**ACTION ITEM**.
The entries that follow should be duplicated in full, without a single alteration.

=======

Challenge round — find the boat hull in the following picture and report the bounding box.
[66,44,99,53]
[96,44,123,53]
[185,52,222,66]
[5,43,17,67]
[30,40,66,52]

=======

**TASK SOLUTION**.
Challenge round — find the boat hull in the following picture and report the bounding box.
[66,44,99,53]
[96,44,123,53]
[185,52,222,66]
[5,43,17,67]
[30,40,66,52]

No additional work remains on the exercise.